* _WRITTEN REQUEST_
List each line of the rows below that contains the word "white".

* _DATA IN THIS EXERCISE_
►

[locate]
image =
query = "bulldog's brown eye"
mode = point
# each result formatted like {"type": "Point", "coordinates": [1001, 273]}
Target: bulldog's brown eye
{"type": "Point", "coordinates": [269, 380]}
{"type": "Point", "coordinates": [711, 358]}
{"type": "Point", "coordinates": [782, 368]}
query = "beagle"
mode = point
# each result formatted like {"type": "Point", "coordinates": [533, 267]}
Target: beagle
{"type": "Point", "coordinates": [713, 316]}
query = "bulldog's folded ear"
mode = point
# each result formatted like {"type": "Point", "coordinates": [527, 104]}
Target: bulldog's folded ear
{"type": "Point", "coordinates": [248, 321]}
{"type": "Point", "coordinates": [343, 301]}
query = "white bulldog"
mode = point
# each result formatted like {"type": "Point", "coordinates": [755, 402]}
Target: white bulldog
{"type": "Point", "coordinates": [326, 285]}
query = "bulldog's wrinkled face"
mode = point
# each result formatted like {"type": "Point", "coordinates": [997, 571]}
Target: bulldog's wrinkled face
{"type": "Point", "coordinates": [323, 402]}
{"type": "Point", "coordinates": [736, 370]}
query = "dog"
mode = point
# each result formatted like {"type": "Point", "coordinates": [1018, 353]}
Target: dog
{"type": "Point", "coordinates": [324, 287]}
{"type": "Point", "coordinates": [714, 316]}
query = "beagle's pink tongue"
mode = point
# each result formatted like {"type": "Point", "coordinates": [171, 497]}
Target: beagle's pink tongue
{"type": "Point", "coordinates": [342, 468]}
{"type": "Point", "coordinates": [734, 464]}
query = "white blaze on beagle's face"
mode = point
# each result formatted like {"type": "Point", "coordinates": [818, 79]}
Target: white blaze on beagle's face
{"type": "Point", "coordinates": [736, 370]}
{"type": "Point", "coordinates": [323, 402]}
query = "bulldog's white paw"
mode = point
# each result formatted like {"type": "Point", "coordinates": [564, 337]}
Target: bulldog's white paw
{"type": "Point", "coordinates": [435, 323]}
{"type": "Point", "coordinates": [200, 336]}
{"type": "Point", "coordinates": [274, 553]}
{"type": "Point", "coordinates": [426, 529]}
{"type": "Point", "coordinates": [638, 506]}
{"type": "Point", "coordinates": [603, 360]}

◄

* _PROBLEM SOLUTION_
query = "white bulldog"
Target: white bulldog
query = "white blaze on beagle's face"
Target: white blaze on beagle's face
query = "bulldog's white paw"
Target: bulldog's white paw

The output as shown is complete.